[Start of section]
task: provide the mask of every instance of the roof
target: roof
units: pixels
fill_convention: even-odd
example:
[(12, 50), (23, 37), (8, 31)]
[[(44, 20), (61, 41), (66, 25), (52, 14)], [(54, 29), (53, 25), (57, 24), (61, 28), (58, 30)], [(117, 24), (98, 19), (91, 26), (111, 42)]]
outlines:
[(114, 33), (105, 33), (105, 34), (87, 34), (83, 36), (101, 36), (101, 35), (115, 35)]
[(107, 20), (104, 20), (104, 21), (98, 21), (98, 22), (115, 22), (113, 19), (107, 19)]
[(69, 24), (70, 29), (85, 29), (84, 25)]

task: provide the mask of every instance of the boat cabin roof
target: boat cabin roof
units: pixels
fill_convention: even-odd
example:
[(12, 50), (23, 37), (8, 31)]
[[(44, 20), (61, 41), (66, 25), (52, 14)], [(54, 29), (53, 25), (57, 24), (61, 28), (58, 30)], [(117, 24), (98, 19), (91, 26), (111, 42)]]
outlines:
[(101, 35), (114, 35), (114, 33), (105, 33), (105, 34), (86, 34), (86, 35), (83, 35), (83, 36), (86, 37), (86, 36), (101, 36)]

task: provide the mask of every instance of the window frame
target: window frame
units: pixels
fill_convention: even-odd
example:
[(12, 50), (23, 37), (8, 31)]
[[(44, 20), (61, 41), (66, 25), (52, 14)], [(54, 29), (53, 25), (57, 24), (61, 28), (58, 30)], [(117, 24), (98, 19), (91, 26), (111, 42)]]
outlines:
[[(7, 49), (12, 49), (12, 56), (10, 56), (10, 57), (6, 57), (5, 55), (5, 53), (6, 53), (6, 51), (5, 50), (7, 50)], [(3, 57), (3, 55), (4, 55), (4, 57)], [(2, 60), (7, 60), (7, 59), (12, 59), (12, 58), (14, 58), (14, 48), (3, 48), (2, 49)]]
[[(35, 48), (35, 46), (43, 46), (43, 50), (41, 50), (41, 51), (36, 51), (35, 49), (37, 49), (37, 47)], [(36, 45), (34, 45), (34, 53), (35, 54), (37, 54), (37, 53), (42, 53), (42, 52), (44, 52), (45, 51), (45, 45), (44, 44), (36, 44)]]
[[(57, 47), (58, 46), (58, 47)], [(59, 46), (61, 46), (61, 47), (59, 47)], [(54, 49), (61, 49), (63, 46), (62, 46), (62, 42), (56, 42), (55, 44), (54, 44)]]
[End of section]
## Requirement
Both the first line of the data above and the line with "target: boat cabin roof" must be included; please return exactly those lines and the ones between them.

## Solution for this task
task: provide the mask of every instance of the roof
target: roof
units: pixels
fill_convention: even-odd
example:
[(12, 50), (23, 37), (8, 31)]
[[(44, 20), (61, 41), (66, 25), (52, 14)], [(54, 29), (53, 25), (57, 24), (61, 28), (58, 30)], [(117, 24), (98, 19), (91, 26), (111, 42)]]
outlines:
[(114, 33), (105, 33), (105, 34), (87, 34), (83, 36), (101, 36), (101, 35), (115, 35)]
[(107, 20), (104, 20), (104, 21), (98, 21), (98, 22), (115, 22), (113, 19), (107, 19)]
[(69, 24), (70, 29), (85, 29), (84, 25)]

task: provide the mask of every instance of the boat cabin roof
target: boat cabin roof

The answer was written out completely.